DIRECTIONS FOR THIS TASK: Please repeat the entries word for word, starting at their first line and ending with the line that contains "[[[75,74],[72,74],[72,82],[74,82],[74,75]]]", including both of those lines.

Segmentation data

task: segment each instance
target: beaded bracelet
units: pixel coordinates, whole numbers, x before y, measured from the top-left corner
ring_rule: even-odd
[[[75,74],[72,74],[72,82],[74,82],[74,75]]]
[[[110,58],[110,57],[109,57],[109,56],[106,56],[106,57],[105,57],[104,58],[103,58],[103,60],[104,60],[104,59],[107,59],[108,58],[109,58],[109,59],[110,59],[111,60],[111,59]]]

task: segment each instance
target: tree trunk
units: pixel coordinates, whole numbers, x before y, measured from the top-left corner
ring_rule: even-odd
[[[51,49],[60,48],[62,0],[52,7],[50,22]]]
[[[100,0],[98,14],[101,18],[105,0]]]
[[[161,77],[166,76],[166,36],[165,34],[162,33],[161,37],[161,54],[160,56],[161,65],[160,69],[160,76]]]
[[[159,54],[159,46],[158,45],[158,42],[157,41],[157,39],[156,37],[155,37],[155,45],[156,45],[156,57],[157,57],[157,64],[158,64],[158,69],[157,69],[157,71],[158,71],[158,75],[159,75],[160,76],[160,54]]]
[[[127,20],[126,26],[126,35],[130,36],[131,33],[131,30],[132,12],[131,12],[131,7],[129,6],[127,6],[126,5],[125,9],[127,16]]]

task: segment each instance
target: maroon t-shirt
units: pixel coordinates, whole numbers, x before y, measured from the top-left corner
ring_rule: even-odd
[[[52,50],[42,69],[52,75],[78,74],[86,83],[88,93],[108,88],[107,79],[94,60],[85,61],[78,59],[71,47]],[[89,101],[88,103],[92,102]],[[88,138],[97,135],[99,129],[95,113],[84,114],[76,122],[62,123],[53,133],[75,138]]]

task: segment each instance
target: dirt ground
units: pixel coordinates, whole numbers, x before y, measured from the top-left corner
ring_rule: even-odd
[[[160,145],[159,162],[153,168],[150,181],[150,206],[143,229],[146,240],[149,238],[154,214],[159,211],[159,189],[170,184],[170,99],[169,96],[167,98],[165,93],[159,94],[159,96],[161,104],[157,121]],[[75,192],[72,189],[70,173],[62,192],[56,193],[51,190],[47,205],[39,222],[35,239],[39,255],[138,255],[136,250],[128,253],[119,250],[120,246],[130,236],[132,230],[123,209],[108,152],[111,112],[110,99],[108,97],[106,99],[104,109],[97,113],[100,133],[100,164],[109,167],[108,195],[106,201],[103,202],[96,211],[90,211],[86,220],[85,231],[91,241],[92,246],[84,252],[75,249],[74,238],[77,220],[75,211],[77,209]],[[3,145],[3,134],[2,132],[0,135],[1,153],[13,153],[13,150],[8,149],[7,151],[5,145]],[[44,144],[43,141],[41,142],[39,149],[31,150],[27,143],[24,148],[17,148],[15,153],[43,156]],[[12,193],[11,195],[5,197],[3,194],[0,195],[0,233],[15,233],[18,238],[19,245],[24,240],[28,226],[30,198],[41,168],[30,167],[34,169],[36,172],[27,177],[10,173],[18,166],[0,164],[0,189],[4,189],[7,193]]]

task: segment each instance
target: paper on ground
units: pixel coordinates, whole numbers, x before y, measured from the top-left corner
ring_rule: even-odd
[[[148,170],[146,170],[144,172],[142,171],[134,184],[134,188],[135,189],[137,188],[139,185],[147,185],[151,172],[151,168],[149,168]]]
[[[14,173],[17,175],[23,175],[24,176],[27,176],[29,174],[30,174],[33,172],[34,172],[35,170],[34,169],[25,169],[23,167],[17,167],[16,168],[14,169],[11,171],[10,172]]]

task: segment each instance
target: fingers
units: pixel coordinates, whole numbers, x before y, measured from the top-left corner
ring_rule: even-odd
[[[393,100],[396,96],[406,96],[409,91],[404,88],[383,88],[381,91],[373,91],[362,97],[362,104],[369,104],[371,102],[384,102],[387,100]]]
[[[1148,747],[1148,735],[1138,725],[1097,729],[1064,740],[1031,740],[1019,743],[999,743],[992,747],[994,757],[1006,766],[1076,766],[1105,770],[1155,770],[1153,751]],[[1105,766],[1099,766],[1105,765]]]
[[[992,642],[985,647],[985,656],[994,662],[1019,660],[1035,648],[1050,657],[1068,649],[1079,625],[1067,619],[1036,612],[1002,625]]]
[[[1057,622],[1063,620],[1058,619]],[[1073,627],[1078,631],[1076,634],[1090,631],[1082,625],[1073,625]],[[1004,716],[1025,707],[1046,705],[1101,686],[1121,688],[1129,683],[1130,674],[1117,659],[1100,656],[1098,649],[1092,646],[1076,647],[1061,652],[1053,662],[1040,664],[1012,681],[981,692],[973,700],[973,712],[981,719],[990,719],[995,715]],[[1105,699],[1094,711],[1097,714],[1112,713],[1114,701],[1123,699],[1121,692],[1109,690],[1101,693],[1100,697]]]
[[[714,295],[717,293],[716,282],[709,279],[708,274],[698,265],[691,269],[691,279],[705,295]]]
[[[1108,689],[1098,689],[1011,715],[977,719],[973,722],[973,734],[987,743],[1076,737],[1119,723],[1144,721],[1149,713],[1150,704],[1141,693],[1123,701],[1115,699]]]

SOLVED PROBLEM:
task: segment each instance
target: beaded bracelet
units: pixel coordinates, whole numbers, x before y, measured from the top-left corner
ring_rule: even-odd
[[[75,74],[72,74],[72,82],[74,82],[74,75]]]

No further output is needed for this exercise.